→ **TO BE DONE**:
Rewrite the items starting with the line that contains "Could any white" and going on through the end, substituting "cladding" for every "siding" and leaving all else unchanged.

→ **Collection entries**:
+---+
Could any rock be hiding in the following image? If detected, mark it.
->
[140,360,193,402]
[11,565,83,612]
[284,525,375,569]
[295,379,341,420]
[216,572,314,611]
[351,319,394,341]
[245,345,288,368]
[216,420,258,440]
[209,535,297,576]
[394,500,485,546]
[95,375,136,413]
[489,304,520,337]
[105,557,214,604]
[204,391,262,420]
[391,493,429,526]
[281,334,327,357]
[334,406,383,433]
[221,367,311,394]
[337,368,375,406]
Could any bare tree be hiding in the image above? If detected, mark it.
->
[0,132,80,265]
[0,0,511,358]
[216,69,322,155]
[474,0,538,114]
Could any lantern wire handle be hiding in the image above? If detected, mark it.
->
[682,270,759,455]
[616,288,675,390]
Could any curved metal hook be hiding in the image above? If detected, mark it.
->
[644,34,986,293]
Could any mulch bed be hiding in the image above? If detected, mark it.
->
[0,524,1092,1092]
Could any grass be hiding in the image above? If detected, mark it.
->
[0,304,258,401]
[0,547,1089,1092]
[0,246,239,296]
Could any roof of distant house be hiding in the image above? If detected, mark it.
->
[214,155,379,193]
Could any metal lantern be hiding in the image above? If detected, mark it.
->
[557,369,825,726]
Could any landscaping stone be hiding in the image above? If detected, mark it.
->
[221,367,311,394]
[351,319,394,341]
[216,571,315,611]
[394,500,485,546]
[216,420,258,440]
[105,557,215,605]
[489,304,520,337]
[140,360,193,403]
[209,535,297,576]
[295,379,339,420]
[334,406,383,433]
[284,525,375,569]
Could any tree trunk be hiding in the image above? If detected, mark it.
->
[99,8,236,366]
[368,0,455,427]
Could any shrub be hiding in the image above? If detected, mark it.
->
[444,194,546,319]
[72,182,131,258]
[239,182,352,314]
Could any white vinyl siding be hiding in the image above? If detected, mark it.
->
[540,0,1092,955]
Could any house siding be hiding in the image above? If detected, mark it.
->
+---+
→ **EXERCISE SOLUTION**:
Could any white vinyl cladding be hiding in the image above? If detected, mark it.
->
[540,0,1092,955]
Could any house cladding be hiding in the image above? If detected, mark it.
->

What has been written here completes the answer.